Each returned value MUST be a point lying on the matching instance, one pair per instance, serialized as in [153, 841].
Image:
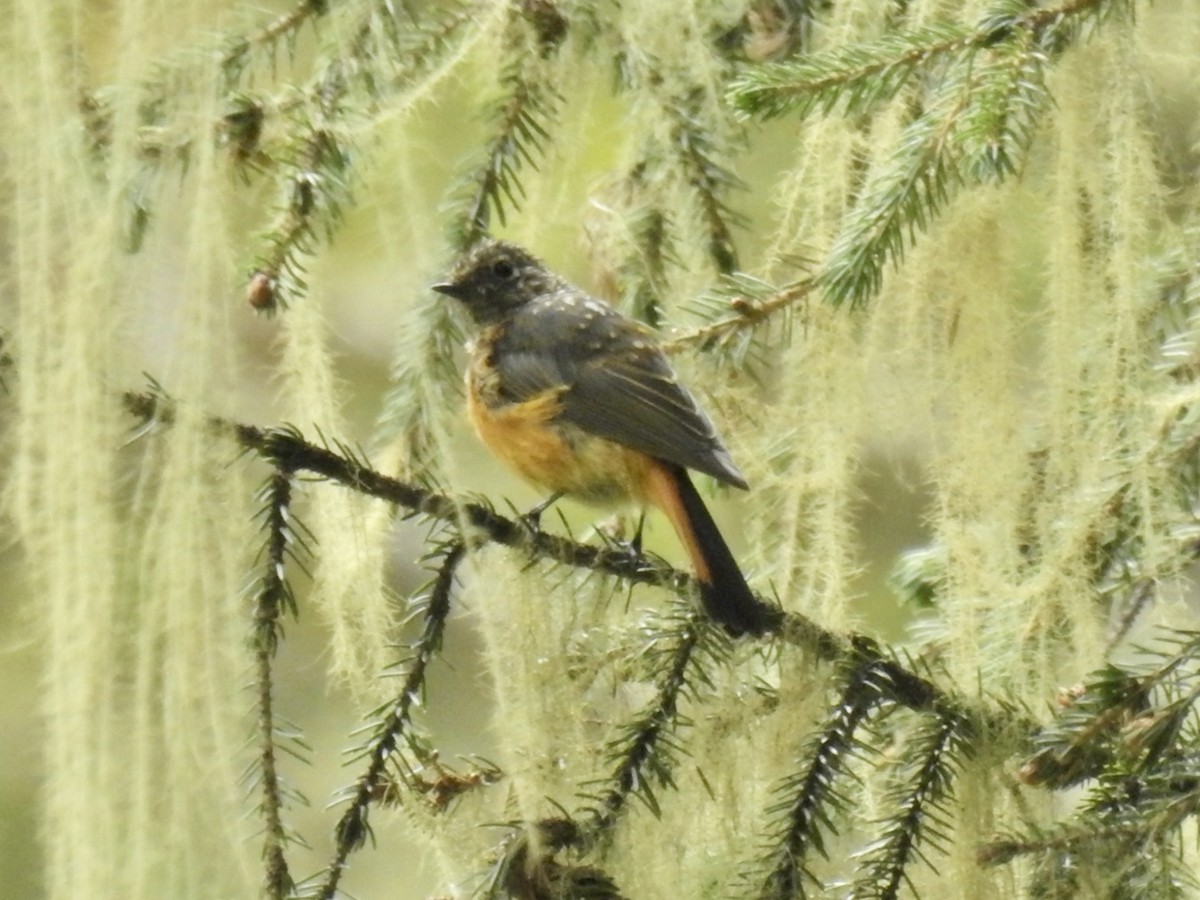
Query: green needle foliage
[951, 249]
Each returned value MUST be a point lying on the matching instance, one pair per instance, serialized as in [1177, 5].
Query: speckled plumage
[612, 378]
[581, 400]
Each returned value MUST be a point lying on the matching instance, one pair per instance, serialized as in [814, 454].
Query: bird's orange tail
[724, 589]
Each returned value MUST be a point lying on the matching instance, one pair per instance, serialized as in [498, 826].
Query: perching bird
[581, 401]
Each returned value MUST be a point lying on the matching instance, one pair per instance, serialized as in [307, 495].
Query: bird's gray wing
[618, 385]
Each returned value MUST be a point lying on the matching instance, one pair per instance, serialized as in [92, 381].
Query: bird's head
[495, 279]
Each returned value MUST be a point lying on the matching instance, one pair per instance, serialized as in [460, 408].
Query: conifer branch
[521, 121]
[809, 802]
[851, 79]
[528, 868]
[394, 750]
[646, 754]
[709, 180]
[282, 27]
[273, 601]
[978, 120]
[1132, 732]
[897, 682]
[917, 807]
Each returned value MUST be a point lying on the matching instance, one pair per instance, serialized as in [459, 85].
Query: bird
[581, 400]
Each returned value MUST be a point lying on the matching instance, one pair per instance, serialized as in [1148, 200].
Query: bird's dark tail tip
[725, 594]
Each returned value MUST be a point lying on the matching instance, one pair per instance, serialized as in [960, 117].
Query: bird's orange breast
[532, 439]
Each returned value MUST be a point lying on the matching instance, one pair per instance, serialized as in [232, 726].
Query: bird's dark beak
[449, 288]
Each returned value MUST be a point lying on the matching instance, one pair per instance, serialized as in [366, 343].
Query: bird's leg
[532, 520]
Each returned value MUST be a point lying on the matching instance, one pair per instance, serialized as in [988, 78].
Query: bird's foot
[532, 520]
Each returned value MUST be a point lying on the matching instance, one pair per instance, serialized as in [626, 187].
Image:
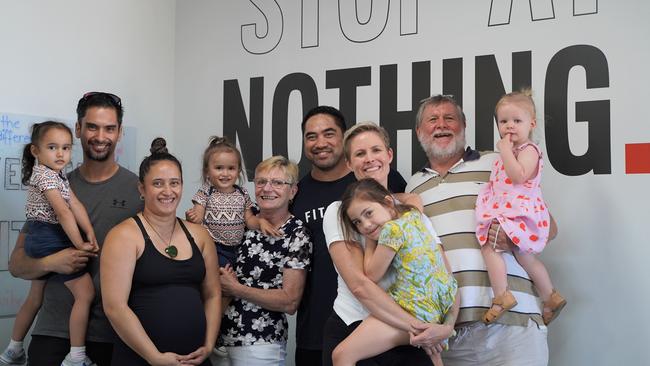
══════════════════════════════
◆ **EXERCISE INSTRUCTIONS**
Can you reproduce every row above word for word, leaving out the pictures?

◆ **FULL RESPONSE**
Each returned value MUST be a point lying on the matching instance, one pair per instance, serialized as in [153, 841].
Image:
Query: green needle foliage
[951, 249]
Each returned value MUST be a point lying on the matching instance, one pair per instance, serialized as in [1177, 5].
Query: speckled plumage
[612, 378]
[581, 400]
Each returned value MUST be a point lying on the matching instance, one pair per instance, serialized as in [814, 454].
Query: bird's orange tail
[724, 589]
Each returned value MUST be a point lying on the matching instance, one pair per instance, serialized as in [498, 826].
Query: perching bird
[581, 401]
Each returned value MUST be a point lying on the matching instance, one pair per instance, serialized as in [307, 495].
Query: bird's gray wing
[618, 385]
Each returned value MUST be a point lying on the matching instance, one pair per instance, serialized as in [92, 381].
Query: bird's head
[495, 279]
Each returned value MUST be a point lying on the matching instance, one pair per instance, serialized as in [460, 408].
Query: conifer branch
[521, 121]
[809, 802]
[851, 79]
[528, 868]
[394, 750]
[646, 754]
[709, 180]
[282, 27]
[273, 601]
[978, 120]
[1132, 732]
[897, 682]
[917, 807]
Each returned value MUST be a point lying on the matching instance, one pair per instance, serialized as in [459, 85].
Query: bird
[581, 400]
Each returned value MUST be a point lying on the matching instance, one pair per instance, serialized as in [1148, 200].
Query: bird's dark tail tip
[725, 594]
Each returned value MUST be a point lying on the matching instance, one pair per instance, serialized as in [960, 117].
Query: bird's orange breast
[532, 439]
Each returned value MUST be a point lying on the matching instance, one pair per instance, serialized as in [232, 726].
Query: bird's dark beak
[449, 288]
Each returned value MUST be a point lying on the matching instance, one pair per instance, serialized as in [366, 343].
Query: bird's leg
[532, 520]
Each returned value MUST be a point lying on the matching instance, one pair per instance, serialized as in [988, 78].
Query: bird's foot
[532, 520]
Each returned value MUST be a point lying on the matching instance, one pair per instance, serialized as in [626, 187].
Image:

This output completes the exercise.